**Required task:** Give every line of the entries below as a numbered list, skipping blank lines and omitting the pictures.

—————

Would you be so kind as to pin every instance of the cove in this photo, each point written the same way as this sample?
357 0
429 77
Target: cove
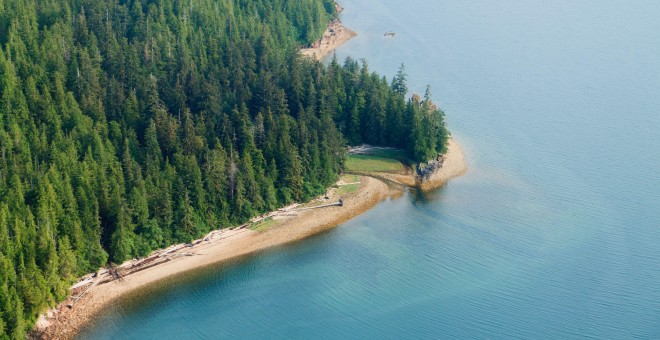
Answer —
553 233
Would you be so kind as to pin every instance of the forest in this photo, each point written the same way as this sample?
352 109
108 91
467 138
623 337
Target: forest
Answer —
127 126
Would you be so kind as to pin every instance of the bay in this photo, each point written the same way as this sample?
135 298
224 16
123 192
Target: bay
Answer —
553 233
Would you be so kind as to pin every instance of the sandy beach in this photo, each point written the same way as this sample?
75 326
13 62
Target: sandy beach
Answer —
335 35
291 224
454 166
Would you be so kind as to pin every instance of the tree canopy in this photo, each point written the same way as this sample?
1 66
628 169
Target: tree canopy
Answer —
126 126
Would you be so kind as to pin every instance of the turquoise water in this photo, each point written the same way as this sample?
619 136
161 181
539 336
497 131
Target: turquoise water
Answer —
553 233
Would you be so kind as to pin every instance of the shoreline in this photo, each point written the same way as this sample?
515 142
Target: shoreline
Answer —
334 36
230 244
454 165
292 225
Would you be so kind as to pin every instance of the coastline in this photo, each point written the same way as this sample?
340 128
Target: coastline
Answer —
64 322
454 165
334 36
230 244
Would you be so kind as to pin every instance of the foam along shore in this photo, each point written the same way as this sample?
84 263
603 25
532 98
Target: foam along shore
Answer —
90 296
454 165
293 223
335 35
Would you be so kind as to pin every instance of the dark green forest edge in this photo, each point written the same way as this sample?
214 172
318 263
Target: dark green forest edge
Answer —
127 126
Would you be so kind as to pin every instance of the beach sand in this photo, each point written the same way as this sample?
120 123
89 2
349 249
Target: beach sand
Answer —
335 35
454 165
292 224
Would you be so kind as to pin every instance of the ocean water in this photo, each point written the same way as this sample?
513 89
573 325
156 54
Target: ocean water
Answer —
553 233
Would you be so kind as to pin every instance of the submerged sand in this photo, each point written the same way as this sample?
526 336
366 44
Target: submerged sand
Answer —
291 225
335 35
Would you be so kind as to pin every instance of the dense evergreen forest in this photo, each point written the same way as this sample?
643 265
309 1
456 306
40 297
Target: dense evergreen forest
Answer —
126 126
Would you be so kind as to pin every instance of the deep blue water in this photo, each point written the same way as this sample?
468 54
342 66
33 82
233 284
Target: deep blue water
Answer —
553 233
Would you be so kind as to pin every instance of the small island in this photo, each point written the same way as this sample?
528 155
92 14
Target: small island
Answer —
143 140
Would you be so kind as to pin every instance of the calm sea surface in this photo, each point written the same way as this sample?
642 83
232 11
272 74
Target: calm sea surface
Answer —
553 233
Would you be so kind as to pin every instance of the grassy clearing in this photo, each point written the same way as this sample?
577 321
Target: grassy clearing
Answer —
397 154
347 189
351 178
368 163
263 225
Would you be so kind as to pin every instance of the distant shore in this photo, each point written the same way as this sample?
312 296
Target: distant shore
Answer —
334 36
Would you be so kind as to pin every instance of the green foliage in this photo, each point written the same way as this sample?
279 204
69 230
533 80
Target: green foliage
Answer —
368 163
127 126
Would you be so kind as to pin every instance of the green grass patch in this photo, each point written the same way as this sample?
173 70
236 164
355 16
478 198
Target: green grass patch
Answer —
347 189
398 154
368 163
351 178
263 225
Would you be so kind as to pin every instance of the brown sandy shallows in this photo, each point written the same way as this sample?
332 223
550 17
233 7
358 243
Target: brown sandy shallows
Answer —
335 35
453 166
291 225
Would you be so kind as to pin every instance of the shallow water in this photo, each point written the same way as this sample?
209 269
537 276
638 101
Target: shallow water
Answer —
553 233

—————

**Correct result:**
1. Would you be so kind as to pin every instance of the cove in this photo, each point written the same way as this sample?
2. 357 0
3. 429 77
4. Target: cove
5. Answer —
6. 553 233
7. Would you be so kind as to pin every instance of the forest in this photo, each point written the same way as this sample?
8. 352 109
9. 108 91
10. 467 138
11. 623 337
12. Target: forest
13. Answer —
14. 127 126
15. Would you be so kind as to pin every instance of the bay in this photo, each point written the same way as this sample?
16. 135 298
17. 224 16
18. 123 192
19. Target: bay
20. Answer —
21. 553 233
22. Would you be so kind as to pin every instance of the sandy beach in this photo, each point written the same way as this sample?
23. 75 326
24. 13 62
25. Target: sandy beach
26. Answer —
27. 335 35
28. 291 224
29. 454 166
30. Would you be so kind as to pin every instance of the tree canopy in this photo, each point written the same way as this sample?
31. 1 66
32. 628 169
33. Target: tree canopy
34. Answer —
35. 126 126
36. Would you be so kind as to pin every instance of the turquoise water in this photo, each point written the same way as this sample?
37. 619 136
38. 161 181
39. 539 336
40. 497 131
41. Target: turquoise water
42. Answer —
43. 553 233
44. Would you be so kind as to pin every instance of the shoreline in this photo, each point written the same way as this sample?
45. 515 142
46. Target: shoreline
47. Answer —
48. 334 36
49. 230 244
50. 454 165
51. 292 225
52. Would you be so kind as to pin every instance of the coastline in this photo, each point written the same way as this sample?
53. 340 128
54. Target: coastline
55. Answer —
56. 64 322
57. 454 165
58. 334 36
59. 230 244
60. Would you be so kind as to pin every instance of the foam along shore in this photo, each point written the same way as this sample?
61. 84 263
62. 603 25
63. 532 98
64. Target: foam along shore
65. Answer —
66. 90 296
67. 454 165
68. 293 223
69. 335 35
70. Would you be so kind as to pin every instance of the dark green forest edge in this photo, each point written the same way as this sample?
71. 214 172
72. 318 263
73. Target: dark green forest edge
74. Answer —
75. 127 126
76. Would you be so kind as to pin every instance of the beach sand in this photo, each point written the same way as this sample?
77. 120 123
78. 89 2
79. 349 249
80. Target: beach sand
81. Answer —
82. 335 35
83. 454 165
84. 292 224
85. Would you be so kind as to pin every instance of the ocean water in this photo, each point written the same way as this sample?
86. 513 89
87. 573 325
88. 156 54
89. Target: ocean water
90. Answer —
91. 553 233
92. Would you be so kind as to pin every instance of the submerged sand in this photo, each point written the same way as this sample?
93. 526 336
94. 366 44
95. Target: submerged sand
96. Answer —
97. 291 225
98. 335 35
99. Would you be so kind as to pin every instance of the dense evergreen forest in this photo, each point written the same way as this sample?
100. 643 265
101. 309 1
102. 456 306
103. 40 297
104. Target: dense evergreen forest
105. Answer —
106. 126 126
107. Would you be so kind as to pin every instance of the deep blue water in this photo, each point written the same way as this sample?
108. 468 54
109. 342 66
110. 33 82
111. 233 284
112. Target: deep blue water
113. Answer —
114. 553 233
115. Would you be so kind as to pin every instance of the small island in this photo, each point written the same way as this sample?
116. 528 155
117. 92 14
118. Target: small island
119. Answer —
120. 143 140
121. Would you be so kind as to pin every instance of the calm sea surface in this photo, each point written the same way as this sample?
122. 642 83
123. 232 11
124. 272 74
125. Target: calm sea surface
126. Answer —
127. 553 233
128. Would you be so kind as to pin every instance of the grassy clearing in this photo, each point written the same way as this sample?
129. 577 321
130. Target: grassy clearing
131. Answer —
132. 397 154
133. 347 189
134. 351 178
135. 368 163
136. 263 225
137. Would you be so kind as to pin every instance of the distant shore in this photo, each point written the same way as this sample?
138. 312 296
139. Target: distant shore
140. Answer —
141. 334 36
142. Would you be so kind as to pin every instance of the green foliage in this photo, each point written the same way as this sample?
143. 279 204
144. 69 230
145. 533 80
146. Target: green foliage
147. Answer —
148. 368 163
149. 127 126
150. Would you be so kind as to pin every instance of the green grass patch in this photo, each point written the same way as this sample?
151. 173 70
152. 236 164
153. 355 16
154. 478 198
155. Target: green grass patch
156. Answer —
157. 347 189
158. 398 154
159. 368 163
160. 351 178
161. 263 225
162. Would you be so kind as to pin every instance of the brown sandy shallows in this photo, each point written the same way as this sample?
163. 332 223
164. 550 17
165. 233 7
166. 358 243
167. Target: brown sandy shallows
168. Answer —
169. 335 35
170. 453 166
171. 291 225
172. Would you be so kind as to pin every instance of the shallow water in this photo, each point written the same way as this sample?
173. 209 269
174. 537 276
175. 638 101
176. Target: shallow water
177. Answer —
178. 553 233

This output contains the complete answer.